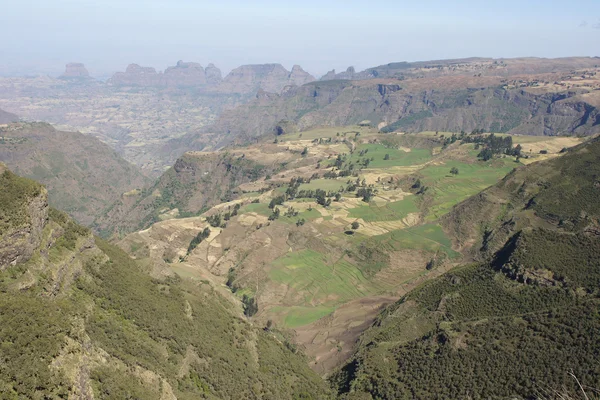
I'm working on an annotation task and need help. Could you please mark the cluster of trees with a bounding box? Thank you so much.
[188,227,210,254]
[462,133,523,161]
[332,261,600,399]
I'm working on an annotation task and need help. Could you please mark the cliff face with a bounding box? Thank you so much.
[219,64,315,93]
[107,64,161,86]
[108,61,315,95]
[94,152,267,235]
[162,61,206,87]
[0,110,19,124]
[0,163,48,271]
[204,63,223,85]
[0,167,329,400]
[0,123,147,225]
[60,63,90,79]
[214,80,600,137]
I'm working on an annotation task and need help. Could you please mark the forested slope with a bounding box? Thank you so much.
[332,139,600,399]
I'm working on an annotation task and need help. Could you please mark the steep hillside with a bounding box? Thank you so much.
[332,139,600,399]
[94,149,288,235]
[321,57,600,80]
[212,68,600,138]
[107,126,581,374]
[0,110,19,124]
[0,171,328,399]
[0,123,147,225]
[215,64,315,95]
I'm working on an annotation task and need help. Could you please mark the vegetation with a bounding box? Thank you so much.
[0,170,42,238]
[331,140,600,399]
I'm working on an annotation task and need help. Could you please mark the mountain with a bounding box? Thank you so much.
[211,63,600,139]
[321,57,600,80]
[108,61,315,94]
[109,126,584,375]
[0,123,147,225]
[219,64,315,94]
[0,166,328,399]
[0,110,19,124]
[332,138,600,399]
[94,150,277,236]
[59,63,90,79]
[108,61,221,88]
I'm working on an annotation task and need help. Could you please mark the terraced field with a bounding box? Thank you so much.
[118,127,578,376]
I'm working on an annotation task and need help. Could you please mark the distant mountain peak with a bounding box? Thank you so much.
[60,63,90,78]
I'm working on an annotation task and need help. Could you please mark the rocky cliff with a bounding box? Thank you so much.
[94,152,274,236]
[0,110,19,124]
[108,60,221,88]
[321,57,600,80]
[204,63,223,85]
[0,163,48,271]
[213,77,600,141]
[0,167,329,400]
[0,123,147,224]
[59,63,90,79]
[218,64,315,93]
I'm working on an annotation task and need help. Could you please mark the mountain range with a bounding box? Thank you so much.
[0,57,600,400]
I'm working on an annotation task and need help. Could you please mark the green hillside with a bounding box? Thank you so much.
[0,168,328,399]
[331,139,600,399]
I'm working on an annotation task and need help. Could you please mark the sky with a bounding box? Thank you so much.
[0,0,600,76]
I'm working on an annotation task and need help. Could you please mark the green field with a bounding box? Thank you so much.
[350,144,431,168]
[298,178,348,193]
[269,306,335,329]
[278,206,321,224]
[349,196,419,222]
[279,125,377,141]
[239,203,271,216]
[368,224,460,258]
[269,250,386,326]
[419,158,518,221]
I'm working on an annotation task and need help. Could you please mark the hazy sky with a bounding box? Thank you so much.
[0,0,600,75]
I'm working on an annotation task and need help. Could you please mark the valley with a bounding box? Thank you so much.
[119,126,583,374]
[0,57,600,400]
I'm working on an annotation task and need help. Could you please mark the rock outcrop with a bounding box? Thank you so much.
[0,110,19,124]
[213,78,600,138]
[108,64,161,86]
[108,60,221,88]
[204,63,223,85]
[161,61,206,87]
[0,122,147,225]
[219,64,315,94]
[59,63,90,79]
[0,163,48,271]
[288,65,315,86]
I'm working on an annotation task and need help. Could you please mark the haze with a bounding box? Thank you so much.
[0,0,600,77]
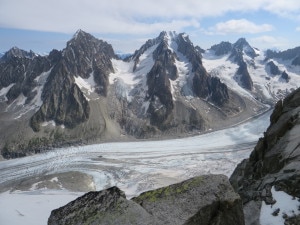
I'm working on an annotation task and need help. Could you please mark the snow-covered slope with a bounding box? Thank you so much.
[0,30,300,157]
[203,40,300,103]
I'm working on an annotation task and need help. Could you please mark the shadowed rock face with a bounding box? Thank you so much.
[235,61,253,91]
[30,31,114,131]
[48,175,244,225]
[0,30,261,157]
[266,47,300,61]
[210,41,232,56]
[230,89,300,223]
[0,47,52,104]
[267,61,280,76]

┄┄┄┄┄┄┄┄┄┄

Lay out the lines from the line with "mark the steep" to the line with "[60,63,90,78]", both included, as a Markdown table with the columns Row and Entry line, leaving out any blank lines.

| Row | Entry line |
|---|---|
| 1 | I'm working on an annotation task and need help. Could you please mark the steep hillside with a bounding box? Thank you so much. |
| 2 | [332,139,600,399] |
| 3 | [94,149,288,235] |
| 4 | [321,57,600,80] |
| 5 | [212,68,600,138] |
| 6 | [107,126,581,374] |
| 7 | [0,110,19,124] |
| 8 | [0,171,328,399] |
| 9 | [0,123,147,225] |
| 10 | [215,64,315,95] |
| 11 | I'm working on an annotation task and need help. Could you please mark the vegetation with a bounding box? Thank you so much. |
| 12 | [0,170,42,238] |
| 13 | [331,140,600,399] |
| 14 | I'm working on an annotation task and need help. Could you please mark the mountain with a bounding box? Thank you so much. |
| 15 | [211,63,600,139] |
| 16 | [321,57,600,80] |
| 17 | [108,61,315,94] |
| 18 | [109,126,584,375] |
| 19 | [0,123,147,225] |
| 20 | [219,64,315,94] |
| 21 | [0,166,328,399] |
| 22 | [0,110,19,124] |
| 23 | [332,138,600,399] |
| 24 | [94,150,277,236] |
| 25 | [59,63,90,79] |
| 26 | [108,61,221,88] |
| 27 | I'm working on an annotation task and need help. Could you please mark the terraced field with a bounding box? Thank you so much. |
| 28 | [118,127,578,376] |
| 29 | I'm working on an annotation task and need help. Could you please mark the distant mountain peak with a bounding box? Thank you so much. |
| 30 | [60,63,90,78] |